- [QUOTED TEXT]:
------------------------------------------------
Microsoft Reviewers: Open in CodeFlow

JorgeCandeias commented 3 weeks ago

Added the MariaDB/MySQL database artefacts and updated the tests to cover them.

Notes:

Tested on MariaDB 11.3.2.
No benchmarks yet, but perceived performance appears abysmal vs Microsoft SQL Server. Due to archaic SQL language support in MariaDB/MySQL, the implementation relies on long lived transactions with a mix of temporary tables and SELECT ORDER BY FOR UPDATE to induce the ordered row locks necessary to avoid deadlocks.
The older MySQL driver suffers from internal semaphore deadlocking under high concurrency in a sync context (such as xunit's) due to bug https://bugs.mysql.com/bug.php?id=114272 as detected by the chaos test RelationalOrleansQueries_ChaosTest. This deadlocks the connection pool itself and was making some tests hang forever. This required upgrading the driver in the test project to the latest version v8.4.0.

Community contribution is welcome for performance improvement. We don't need nor want MySQL so this is out of scope for us and therefore a best effort to complete this feature.

JorgeCandeias commented 3 weeks ago

The test UnitTests.StorageTests.AdoNet.MySqlRelationalStoreTests.CancellationToken_MySql_Test appears to be failing due to timeout. This is unrelated to this PR as far as I can tell.

JorgeCandeias commented 2 weeks ago

Added the PostgreSQL database artefacts and updated the tests to cover them.

A few tests, which were copied from the azure queue implementation, appear flaky. One of these tests is skipped in the original due to such flakiness. However neither the SQL Server nor the MySQL implementations show flakiness for the same test, only PostgreSQL does. So perhaps something is buggy with those particular scripts. Help is welcome.

Also of note, I added a ClearAllPools() step to the test database setup flow. This was due to PostgreSQL pooled connections not healing themselves fast enough after being force disconnected upon dropping the database, and therefore causing whatever next test to fail. Neither SQL Server nor MySQL suffer from this issue. Not sure how to address it otherwise.
------------------------------------------------
(Stored records)
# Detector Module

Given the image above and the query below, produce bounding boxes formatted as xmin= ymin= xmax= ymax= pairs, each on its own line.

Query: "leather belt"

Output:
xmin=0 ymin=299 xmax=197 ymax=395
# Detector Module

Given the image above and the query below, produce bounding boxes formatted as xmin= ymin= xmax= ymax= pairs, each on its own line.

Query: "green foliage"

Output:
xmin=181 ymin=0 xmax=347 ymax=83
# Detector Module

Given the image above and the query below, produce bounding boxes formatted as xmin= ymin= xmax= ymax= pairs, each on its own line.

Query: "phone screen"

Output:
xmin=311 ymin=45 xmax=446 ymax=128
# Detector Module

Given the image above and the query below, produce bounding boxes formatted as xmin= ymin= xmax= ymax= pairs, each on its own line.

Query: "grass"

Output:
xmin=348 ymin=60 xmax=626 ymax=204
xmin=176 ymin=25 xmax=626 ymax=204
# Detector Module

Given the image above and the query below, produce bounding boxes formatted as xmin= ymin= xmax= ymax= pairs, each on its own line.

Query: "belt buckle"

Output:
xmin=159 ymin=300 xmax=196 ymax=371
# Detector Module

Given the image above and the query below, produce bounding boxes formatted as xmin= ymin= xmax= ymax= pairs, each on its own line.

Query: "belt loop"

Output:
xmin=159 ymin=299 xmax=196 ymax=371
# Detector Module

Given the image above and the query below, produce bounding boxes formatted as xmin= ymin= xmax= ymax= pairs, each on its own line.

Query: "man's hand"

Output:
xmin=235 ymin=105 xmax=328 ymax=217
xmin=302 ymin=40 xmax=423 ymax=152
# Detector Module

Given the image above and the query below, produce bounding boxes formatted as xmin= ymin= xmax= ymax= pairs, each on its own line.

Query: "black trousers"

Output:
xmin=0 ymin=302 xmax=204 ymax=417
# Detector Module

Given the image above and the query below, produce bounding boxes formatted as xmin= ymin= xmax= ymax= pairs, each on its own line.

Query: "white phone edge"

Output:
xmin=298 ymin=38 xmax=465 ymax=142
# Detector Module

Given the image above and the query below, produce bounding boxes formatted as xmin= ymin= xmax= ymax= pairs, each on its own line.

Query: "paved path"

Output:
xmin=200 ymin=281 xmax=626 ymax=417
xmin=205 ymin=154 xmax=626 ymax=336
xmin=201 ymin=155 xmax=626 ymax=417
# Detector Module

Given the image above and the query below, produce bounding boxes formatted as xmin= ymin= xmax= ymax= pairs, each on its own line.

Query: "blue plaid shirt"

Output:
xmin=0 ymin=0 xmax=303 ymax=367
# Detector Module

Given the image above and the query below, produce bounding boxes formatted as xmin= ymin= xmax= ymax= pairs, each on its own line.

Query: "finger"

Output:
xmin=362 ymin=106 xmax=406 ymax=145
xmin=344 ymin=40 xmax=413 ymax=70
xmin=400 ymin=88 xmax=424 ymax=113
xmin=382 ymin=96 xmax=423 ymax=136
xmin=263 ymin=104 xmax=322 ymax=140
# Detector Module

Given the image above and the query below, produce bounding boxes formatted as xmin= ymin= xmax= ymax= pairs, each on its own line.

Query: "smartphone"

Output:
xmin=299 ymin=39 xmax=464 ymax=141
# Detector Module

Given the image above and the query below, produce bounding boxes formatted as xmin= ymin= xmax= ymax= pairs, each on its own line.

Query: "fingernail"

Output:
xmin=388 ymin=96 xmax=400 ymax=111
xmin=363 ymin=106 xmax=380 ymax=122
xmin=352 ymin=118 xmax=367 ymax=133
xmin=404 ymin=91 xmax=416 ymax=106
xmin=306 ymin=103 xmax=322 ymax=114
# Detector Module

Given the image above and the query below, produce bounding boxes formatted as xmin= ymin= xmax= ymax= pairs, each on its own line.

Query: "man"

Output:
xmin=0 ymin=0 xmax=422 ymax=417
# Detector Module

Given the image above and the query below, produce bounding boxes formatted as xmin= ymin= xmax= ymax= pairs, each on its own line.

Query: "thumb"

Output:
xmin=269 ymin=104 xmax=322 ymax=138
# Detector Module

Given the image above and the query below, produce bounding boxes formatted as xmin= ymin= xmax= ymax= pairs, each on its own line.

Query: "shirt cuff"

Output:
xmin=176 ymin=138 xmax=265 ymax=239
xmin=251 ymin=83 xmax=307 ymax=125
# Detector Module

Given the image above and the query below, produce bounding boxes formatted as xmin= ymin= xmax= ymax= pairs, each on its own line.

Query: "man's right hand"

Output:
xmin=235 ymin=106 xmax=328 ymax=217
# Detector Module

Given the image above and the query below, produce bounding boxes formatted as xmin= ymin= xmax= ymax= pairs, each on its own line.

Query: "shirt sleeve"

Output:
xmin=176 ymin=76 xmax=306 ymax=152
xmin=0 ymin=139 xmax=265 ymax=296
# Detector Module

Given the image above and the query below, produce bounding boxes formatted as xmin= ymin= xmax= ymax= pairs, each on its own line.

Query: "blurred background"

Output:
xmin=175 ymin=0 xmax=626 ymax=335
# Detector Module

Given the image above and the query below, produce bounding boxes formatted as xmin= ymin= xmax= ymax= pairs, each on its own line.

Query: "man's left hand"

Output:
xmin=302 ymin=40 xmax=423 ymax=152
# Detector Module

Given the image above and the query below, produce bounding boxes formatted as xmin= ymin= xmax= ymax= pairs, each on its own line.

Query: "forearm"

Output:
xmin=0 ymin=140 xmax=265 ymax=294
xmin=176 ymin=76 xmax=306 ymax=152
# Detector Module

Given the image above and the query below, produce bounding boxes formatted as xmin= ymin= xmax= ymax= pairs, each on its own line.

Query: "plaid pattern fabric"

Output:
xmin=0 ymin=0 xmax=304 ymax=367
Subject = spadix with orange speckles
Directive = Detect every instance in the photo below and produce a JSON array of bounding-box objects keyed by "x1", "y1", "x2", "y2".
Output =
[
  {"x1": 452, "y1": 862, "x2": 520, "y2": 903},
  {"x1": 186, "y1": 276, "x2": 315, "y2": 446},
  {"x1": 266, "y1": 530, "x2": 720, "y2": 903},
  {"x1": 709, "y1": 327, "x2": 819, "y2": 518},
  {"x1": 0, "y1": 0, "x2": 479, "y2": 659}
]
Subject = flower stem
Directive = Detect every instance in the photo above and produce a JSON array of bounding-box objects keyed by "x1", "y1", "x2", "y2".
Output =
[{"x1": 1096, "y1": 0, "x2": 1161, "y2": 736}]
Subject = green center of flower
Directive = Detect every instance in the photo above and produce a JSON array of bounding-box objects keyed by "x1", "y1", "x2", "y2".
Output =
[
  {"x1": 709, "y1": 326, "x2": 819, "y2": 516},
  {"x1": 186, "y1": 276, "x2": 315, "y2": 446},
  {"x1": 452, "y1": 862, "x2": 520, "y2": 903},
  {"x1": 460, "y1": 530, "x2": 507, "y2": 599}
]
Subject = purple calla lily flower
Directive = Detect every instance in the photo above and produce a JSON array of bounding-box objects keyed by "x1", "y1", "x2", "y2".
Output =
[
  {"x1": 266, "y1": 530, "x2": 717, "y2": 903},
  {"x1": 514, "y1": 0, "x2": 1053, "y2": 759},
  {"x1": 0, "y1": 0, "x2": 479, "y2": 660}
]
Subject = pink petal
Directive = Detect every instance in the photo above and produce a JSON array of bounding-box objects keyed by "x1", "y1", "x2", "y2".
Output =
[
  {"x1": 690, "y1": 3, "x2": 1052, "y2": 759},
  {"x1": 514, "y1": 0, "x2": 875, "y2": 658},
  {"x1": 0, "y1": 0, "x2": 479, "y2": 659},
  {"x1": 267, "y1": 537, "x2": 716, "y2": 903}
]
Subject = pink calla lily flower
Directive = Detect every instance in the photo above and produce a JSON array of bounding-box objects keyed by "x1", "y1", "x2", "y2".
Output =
------------------------------------------------
- [PROBLEM DESCRIPTION]: Write out the part of the database pull request thread that begins with the words "Added the PostgreSQL" and ends with "Help is welcome.", changing "flaky" to "unreliable".

- [ANSWER BELOW]:
Added the PostgreSQL database artefacts and updated the tests to cover them.

A few tests, which were copied from the azure queue implementation, appear unreliable. One of these tests is skipped in the original due to such flakiness. However neither the SQL Server nor the MySQL implementations show flakiness for the same test, only PostgreSQL does. So perhaps something is buggy with those particular scripts. Help is welcome.